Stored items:
________________________
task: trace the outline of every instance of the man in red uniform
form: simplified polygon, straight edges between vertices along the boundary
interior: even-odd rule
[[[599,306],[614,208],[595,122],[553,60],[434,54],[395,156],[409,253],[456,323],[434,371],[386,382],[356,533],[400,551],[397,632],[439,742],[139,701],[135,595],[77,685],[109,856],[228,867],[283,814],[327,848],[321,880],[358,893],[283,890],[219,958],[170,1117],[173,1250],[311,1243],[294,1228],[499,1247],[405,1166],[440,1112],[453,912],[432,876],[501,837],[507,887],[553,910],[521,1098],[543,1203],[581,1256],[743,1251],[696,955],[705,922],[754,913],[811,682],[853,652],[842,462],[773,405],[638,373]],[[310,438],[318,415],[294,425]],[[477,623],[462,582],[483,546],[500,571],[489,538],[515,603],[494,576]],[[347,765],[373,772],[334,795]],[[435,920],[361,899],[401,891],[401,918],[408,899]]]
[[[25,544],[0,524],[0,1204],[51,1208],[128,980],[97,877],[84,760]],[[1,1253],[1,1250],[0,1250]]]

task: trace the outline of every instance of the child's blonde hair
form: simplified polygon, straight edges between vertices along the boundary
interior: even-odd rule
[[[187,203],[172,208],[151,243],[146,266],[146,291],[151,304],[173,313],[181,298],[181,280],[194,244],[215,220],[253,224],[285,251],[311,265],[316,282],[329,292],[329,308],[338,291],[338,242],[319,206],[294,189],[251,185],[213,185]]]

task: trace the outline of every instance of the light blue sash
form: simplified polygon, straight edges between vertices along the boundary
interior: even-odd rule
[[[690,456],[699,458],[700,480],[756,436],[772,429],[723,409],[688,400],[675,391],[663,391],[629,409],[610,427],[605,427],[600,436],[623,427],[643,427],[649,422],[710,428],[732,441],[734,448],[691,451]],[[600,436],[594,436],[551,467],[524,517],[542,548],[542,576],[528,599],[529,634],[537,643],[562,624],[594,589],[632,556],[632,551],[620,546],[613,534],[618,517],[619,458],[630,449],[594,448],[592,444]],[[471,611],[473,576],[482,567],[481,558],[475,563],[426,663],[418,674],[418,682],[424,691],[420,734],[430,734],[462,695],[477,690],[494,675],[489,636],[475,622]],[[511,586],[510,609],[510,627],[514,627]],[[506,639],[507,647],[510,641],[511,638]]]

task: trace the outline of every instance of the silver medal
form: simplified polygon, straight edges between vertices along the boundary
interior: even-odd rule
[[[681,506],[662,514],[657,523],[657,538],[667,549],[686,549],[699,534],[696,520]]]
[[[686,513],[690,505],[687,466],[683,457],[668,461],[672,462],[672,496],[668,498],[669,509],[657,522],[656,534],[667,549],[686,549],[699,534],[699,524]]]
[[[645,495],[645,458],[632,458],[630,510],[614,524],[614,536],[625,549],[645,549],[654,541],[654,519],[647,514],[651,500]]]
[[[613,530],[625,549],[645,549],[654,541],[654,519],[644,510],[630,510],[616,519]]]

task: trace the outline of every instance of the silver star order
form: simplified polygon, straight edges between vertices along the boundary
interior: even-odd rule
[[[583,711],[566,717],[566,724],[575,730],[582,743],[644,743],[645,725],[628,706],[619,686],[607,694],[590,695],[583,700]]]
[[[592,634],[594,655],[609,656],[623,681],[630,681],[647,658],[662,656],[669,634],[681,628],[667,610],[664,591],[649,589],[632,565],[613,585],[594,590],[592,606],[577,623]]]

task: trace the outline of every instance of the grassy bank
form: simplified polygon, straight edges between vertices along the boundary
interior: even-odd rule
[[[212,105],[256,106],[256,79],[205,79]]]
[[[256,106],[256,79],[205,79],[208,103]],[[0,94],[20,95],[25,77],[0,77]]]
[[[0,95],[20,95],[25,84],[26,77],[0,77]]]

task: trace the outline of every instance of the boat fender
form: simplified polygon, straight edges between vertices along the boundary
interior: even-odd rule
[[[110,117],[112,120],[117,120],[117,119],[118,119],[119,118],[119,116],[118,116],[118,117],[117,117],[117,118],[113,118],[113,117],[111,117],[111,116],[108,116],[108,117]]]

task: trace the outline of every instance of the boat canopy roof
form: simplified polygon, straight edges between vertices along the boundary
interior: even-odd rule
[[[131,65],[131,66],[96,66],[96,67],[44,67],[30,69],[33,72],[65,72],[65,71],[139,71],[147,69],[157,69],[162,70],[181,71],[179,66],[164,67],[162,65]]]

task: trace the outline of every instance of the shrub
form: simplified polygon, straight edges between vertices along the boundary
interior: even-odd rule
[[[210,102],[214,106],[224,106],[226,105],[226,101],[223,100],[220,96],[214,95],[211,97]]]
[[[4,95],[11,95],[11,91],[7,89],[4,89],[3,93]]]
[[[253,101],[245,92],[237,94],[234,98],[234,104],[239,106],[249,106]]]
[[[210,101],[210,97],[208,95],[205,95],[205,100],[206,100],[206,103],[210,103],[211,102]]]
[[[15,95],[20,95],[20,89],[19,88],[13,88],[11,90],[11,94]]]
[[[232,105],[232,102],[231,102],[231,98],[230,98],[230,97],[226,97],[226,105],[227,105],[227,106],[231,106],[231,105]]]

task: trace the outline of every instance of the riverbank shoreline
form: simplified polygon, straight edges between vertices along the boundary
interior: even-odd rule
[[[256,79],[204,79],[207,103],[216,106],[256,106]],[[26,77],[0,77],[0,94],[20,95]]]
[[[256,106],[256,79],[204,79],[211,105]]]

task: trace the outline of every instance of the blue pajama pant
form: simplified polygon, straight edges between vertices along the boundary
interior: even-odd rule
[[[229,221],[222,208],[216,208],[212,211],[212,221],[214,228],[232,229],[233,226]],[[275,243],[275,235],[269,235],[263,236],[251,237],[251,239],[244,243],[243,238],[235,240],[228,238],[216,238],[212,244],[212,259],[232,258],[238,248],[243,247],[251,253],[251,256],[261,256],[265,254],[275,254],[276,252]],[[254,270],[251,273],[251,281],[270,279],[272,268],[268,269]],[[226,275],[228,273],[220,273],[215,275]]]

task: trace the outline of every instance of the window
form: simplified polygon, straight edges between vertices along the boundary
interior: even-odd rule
________________________
* _What needs to be done_
Copy out each record, keeping every word as it is.

* _Result of the task_
task: trace the outline of every instance of the man in red uniform
form: simplified polygon, straight edges between vertices along the boundary
interior: even-odd rule
[[[599,306],[614,208],[595,122],[553,60],[434,54],[395,156],[409,253],[456,323],[434,371],[386,382],[356,533],[400,551],[397,632],[439,742],[139,701],[135,595],[77,685],[109,856],[228,867],[283,814],[327,848],[321,880],[358,893],[283,890],[219,958],[170,1117],[173,1250],[311,1243],[294,1228],[499,1247],[405,1166],[440,1112],[453,912],[432,876],[501,837],[507,887],[553,910],[521,1098],[543,1203],[581,1256],[743,1251],[696,955],[705,922],[754,913],[811,682],[853,652],[842,462],[773,405],[638,373]],[[310,438],[318,415],[294,425]],[[477,623],[462,582],[483,546],[500,571],[489,538],[515,603],[494,576]],[[347,765],[373,772],[334,795]],[[435,920],[361,899],[401,891],[401,918],[408,899]]]
[[[25,544],[0,524],[0,1204],[51,1208],[128,980],[97,877],[84,760]],[[1,1253],[1,1250],[0,1250]]]

task: trace the outline of every instance of the child's blonde hair
form: simplified polygon, straight edges between vertices along the boundary
interior: even-odd rule
[[[187,203],[172,208],[151,243],[146,266],[146,291],[151,304],[173,313],[181,298],[181,280],[194,244],[215,220],[253,224],[285,251],[311,265],[316,282],[329,292],[329,308],[338,291],[338,242],[319,206],[294,189],[251,185],[213,185]]]

task: trace the outline of every instance of the light blue sash
form: simplified polygon, straight edges between vertices along the boundary
interior: even-odd rule
[[[690,456],[699,458],[700,480],[756,436],[772,429],[723,409],[688,400],[675,391],[663,391],[629,409],[610,427],[605,427],[600,436],[623,427],[643,427],[649,422],[710,428],[732,441],[734,448],[691,451]],[[600,436],[594,436],[551,467],[524,517],[542,548],[542,576],[528,599],[529,634],[537,643],[562,624],[594,589],[632,556],[632,551],[620,546],[613,534],[618,517],[619,458],[630,449],[594,448],[592,444]],[[471,611],[473,576],[482,567],[481,558],[475,563],[426,663],[418,674],[418,682],[424,691],[420,734],[430,734],[462,695],[477,690],[494,675],[489,636],[475,622]],[[511,586],[510,609],[510,627],[514,627]],[[506,639],[507,647],[510,641],[511,638]]]

task: trace the outline of every instance of the silver medal
form: simplified polygon, straight edges between vertices along the boundary
interior: even-odd rule
[[[681,506],[662,514],[657,523],[657,538],[667,549],[686,549],[699,534],[696,520]]]
[[[686,513],[690,505],[687,466],[683,457],[668,461],[672,462],[672,496],[668,498],[669,509],[657,522],[656,534],[667,549],[686,549],[699,534],[699,524]]]
[[[645,495],[645,458],[632,458],[630,510],[614,524],[614,536],[625,549],[645,549],[654,541],[654,519],[647,514],[651,500]]]
[[[613,530],[625,549],[645,549],[654,541],[654,519],[644,510],[630,510],[616,519]]]

task: trace the outline of every instance of the silver star order
form: simplified polygon, straight edges between vertices along the boundary
interior: even-odd rule
[[[583,711],[566,717],[566,724],[575,730],[582,743],[644,743],[645,725],[628,706],[619,686],[607,694],[590,695],[583,700]]]
[[[592,634],[594,655],[609,656],[623,681],[630,681],[647,658],[662,656],[669,634],[681,628],[667,610],[664,591],[649,589],[632,565],[613,585],[594,590],[592,606],[577,623]]]

task: trace the outline of every instance of the grassy bank
form: simplified polygon, straight edges between vertices along the boundary
interior: even-odd rule
[[[212,105],[256,106],[256,79],[205,79]]]
[[[256,106],[256,79],[205,79],[208,103]],[[0,94],[20,95],[25,77],[0,77]]]
[[[0,95],[20,95],[25,84],[26,77],[0,77]]]

task: trace the outline of every instance of the boat fender
form: simplified polygon, straight edges between vertices along the boundary
interior: even-odd rule
[[[110,117],[112,120],[117,120],[117,119],[118,119],[119,118],[119,116],[118,116],[118,117],[117,117],[117,118],[113,118],[113,117],[111,117],[111,116],[108,116],[108,117]]]

task: trace the outline of every instance of the boat canopy roof
form: simplified polygon, straight edges between vertices along the boundary
interior: even-odd rule
[[[131,65],[131,66],[96,66],[96,67],[44,67],[30,69],[33,72],[65,72],[65,71],[139,71],[147,69],[157,69],[162,70],[181,71],[179,66],[164,67],[162,65]]]

task: trace the outline of every instance of the shrub
form: simplified polygon, straight edges between vertices along the boundary
interior: even-odd rule
[[[210,102],[214,106],[224,106],[226,105],[226,101],[223,100],[220,96],[214,95],[211,97]]]
[[[4,95],[11,95],[11,91],[7,89],[4,89],[3,93]]]
[[[253,101],[245,92],[237,94],[234,98],[234,104],[239,106],[249,106]]]
[[[210,101],[210,97],[208,95],[205,95],[205,100],[206,100],[206,103],[210,103],[211,102]]]
[[[15,95],[20,95],[20,89],[19,88],[13,88],[11,90],[11,94]]]
[[[232,105],[232,102],[231,102],[231,98],[230,98],[230,97],[226,97],[226,105],[227,105],[227,106],[231,106],[231,105]]]

task: trace the outline of every instance of the riverbank shoreline
form: simplified polygon, straight edges between vertices along the boundary
interior: even-odd rule
[[[256,79],[204,79],[207,103],[216,106],[256,106]],[[26,77],[0,77],[0,94],[20,95]]]
[[[256,106],[256,79],[204,79],[211,105]]]

task: trace the outline of every instance of the blue pajama pant
form: simplified polygon, straight edges between vertices along the boundary
interior: even-odd rule
[[[229,221],[222,208],[216,208],[212,211],[212,221],[214,228],[232,229],[233,226]],[[275,243],[275,235],[269,235],[263,236],[251,237],[251,239],[244,243],[243,238],[235,240],[228,238],[216,238],[212,244],[212,259],[232,258],[238,248],[243,247],[251,253],[251,256],[261,256],[265,254],[275,254],[276,252]],[[254,270],[251,273],[251,281],[270,279],[272,268],[268,269]],[[226,275],[228,273],[220,273],[215,275]]]

task: trace the outline of every instance of the window
form: simplified polygon, straight edges between vertices along the boundary
interior: even-odd rule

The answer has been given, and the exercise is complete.